SELECTION –
-- begin --
# wii fit plus!



## kimmy (Jan 17, 2010)

i used to go to the gym all the time and then i just started going less and less until i quit going altogether and lost all that gorgeous muscle i built up. 
	

	
	
		
		

		
			





i started playing wii fit when my sister came down and my boyfriend and i went to get wii fit plus (not gonna lie we just wanted it for the pet stats initially!) three days out of the week i build an eighty minute routine and the other four days i just do some light wii fitness. already seeing major improvements in everything and it's been only a week or two.

it tells me i'm underweight at a bmi of 16.27 but i feel and look healthy, and i'm still in a c cup so i couldn't have lost too much weight. i think i'm just getting super lean and i'm okay with that. 
	

	
	
		
		

		
		
	


	




 i love the little progress graph it makes for you!

anyone else using this?


----------



## Enchantedcameo (Jan 18, 2010)

I bought the Wii and the Wii Fit plus board a few weeks ago. I also love it, I rarely exercise. Now that I have this I exercise at leats 3 times a week.


----------



## tara_hearts (Jan 18, 2010)

i've been debating on getting this but now i am even more intrigued


----------



## panther27 (Jan 18, 2010)

I just bought a wii yesterday,and in a few weeks I am going to get the wii fit plus.I can't wait to get it,sounds like a lot of fun!


----------



## blackeneddove (Jan 19, 2010)

I have it! I was planning on getting the original Wii Fit for the longest time but I'm glad I never got around to it and got the new version.. I love it! I use it for an hour 4-5 days a week and the games can get a little boring doing the same ones all the time but it's still alot of fun and I love how it tells you how many calories you burn.. I'd definately recommend it.


----------



## kaliraksha (Jan 19, 2010)
-- end --
GIVEN DATA –
-- begin --
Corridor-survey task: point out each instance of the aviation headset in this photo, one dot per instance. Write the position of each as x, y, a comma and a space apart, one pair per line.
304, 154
-- end --
WHAT THIS TASK INVOLVES –
Please continue the Wii Fit Plus forum thread from where it stops, starting with the post under kaliraksha's name.

EXERCISE OUTPUT –
I have it and really like it. You can get a real work out if you want to and I love that it's cheaper than a few months of a gym membership and I don't have to drive anywhere to do a light work out. It is helpful to have something track things for you, but you can easily do that with an online journal... it's just I've always felt that I didn't need to, but I do find it motivational. I now want to look into EA Active.


----------



## paige2727 (Jan 20, 2010)

Hehe I have it too! Sooo much fun!
The SUper Hoola hoop one really tightens your abs if you do it probably, let me tell you that 
	

	
	
		
		

		
		
	


	




 I want to get the Jillian game off the biggest loser! I reckon that would be awesome!


----------



## CeCe bOO13 (Feb 17, 2010)

Quote:

   Originally Posted by *paige2727* 

 
_Hehe I have it too! Sooo much fun!
The SUper Hoola hoop one really tightens your abs if you do it probably, let me tell you that 
	

	
	
		
		

		
		
	


	




 I want to get the Jillian game off the biggest loser! I reckon that would be awesome!_

 
i have wii fit, i got plus for xmas and i got biggest loser for xmas..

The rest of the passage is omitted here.